(Dataset excerpts on object pointing)
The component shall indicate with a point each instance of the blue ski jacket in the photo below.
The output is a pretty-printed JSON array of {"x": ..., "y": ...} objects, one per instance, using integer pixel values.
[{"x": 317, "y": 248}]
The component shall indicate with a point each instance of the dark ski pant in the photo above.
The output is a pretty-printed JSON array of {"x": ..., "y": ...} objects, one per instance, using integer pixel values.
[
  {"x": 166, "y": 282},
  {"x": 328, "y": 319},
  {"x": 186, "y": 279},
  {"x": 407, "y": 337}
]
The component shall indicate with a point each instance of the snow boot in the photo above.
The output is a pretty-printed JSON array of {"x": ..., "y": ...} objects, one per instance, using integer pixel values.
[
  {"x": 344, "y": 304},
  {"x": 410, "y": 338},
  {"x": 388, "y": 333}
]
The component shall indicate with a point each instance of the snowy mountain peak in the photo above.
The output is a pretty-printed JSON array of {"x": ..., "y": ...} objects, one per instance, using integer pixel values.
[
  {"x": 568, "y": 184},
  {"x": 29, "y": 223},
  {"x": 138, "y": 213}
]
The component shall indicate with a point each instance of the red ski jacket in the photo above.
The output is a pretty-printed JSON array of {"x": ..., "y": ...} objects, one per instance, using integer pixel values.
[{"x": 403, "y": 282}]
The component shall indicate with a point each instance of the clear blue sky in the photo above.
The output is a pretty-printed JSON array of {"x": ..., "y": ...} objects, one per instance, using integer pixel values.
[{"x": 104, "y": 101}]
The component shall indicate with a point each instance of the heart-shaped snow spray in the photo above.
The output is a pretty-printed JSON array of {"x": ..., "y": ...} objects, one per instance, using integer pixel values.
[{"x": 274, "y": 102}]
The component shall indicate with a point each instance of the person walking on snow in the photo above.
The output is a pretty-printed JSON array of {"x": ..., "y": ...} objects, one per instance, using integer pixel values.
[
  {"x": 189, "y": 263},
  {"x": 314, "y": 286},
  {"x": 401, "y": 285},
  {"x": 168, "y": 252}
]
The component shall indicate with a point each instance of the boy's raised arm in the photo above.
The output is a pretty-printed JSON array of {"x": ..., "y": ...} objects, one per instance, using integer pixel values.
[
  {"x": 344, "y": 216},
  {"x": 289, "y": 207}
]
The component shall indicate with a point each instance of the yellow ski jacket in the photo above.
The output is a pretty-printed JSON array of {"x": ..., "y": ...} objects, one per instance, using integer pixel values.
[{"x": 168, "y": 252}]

Aim: Reproduce every line of the data above exactly, without changing anything.

Answer to the exercise:
The component shall indicate with a point each instance of the blue ski jacket in the photo below.
The output is a pretty-printed JSON array of {"x": ..., "y": ...} objects, one per instance, using integer pixel values.
[{"x": 317, "y": 248}]
The component shall indicate with a point each instance of the dark ski pant in the photo above.
The output is a pretty-printed JSON array of {"x": ..., "y": ...} objects, one per instance, using integer pixel values.
[
  {"x": 166, "y": 282},
  {"x": 328, "y": 319},
  {"x": 186, "y": 279},
  {"x": 407, "y": 337}
]
The component shall indicate with a point each instance of the snow boot in the photo above.
The output is a pretty-printed JSON array of {"x": ..., "y": ...} objects, one per instance, using integer pixel values.
[
  {"x": 344, "y": 304},
  {"x": 410, "y": 338},
  {"x": 388, "y": 333}
]
The component shall indicate with a point each instance of the snowy mountain peak in the photo above.
The output is a pretty-printed JSON array of {"x": ..., "y": ...} objects, one per instance, using integer pixel values.
[
  {"x": 568, "y": 184},
  {"x": 29, "y": 223},
  {"x": 138, "y": 213}
]
The component shall indicate with a point each instance of the red ski jacket in the photo above.
The output is a pretty-printed JSON array of {"x": ..., "y": ...} objects, one per instance, using integer pixel values.
[{"x": 403, "y": 282}]
The component shall indicate with a point each instance of the clear blue sky in the photo above.
The output is a pretty-printed JSON array of {"x": ..., "y": ...} objects, one per instance, using integer pixel values.
[{"x": 104, "y": 101}]
The component shall indicate with a point each instance of the heart-shaped snow spray in the photo above.
The output is a pretty-printed JSON array of {"x": ..., "y": ...} objects, one per instance, using integer pixel values.
[{"x": 274, "y": 102}]
The component shall indicate with a point each instance of the person walking on snow in the photo above.
The output is a pretty-printed JSON array of {"x": ..., "y": ...} objects, one per instance, using integer pixel values.
[
  {"x": 189, "y": 263},
  {"x": 314, "y": 286},
  {"x": 401, "y": 285},
  {"x": 168, "y": 252}
]
The component shall indicate with a point each instance of the boy's raised arm in the photo above.
The output is a pretty-printed JSON array of {"x": ..., "y": ...} objects, one per instance, using integer pixel values.
[
  {"x": 344, "y": 216},
  {"x": 289, "y": 207}
]
The component shall indicate with a point each instance of the yellow ski jacket in the photo above.
The output is a pretty-printed JSON array of {"x": ..., "y": ...} objects, one per instance, using integer pixel values.
[{"x": 168, "y": 252}]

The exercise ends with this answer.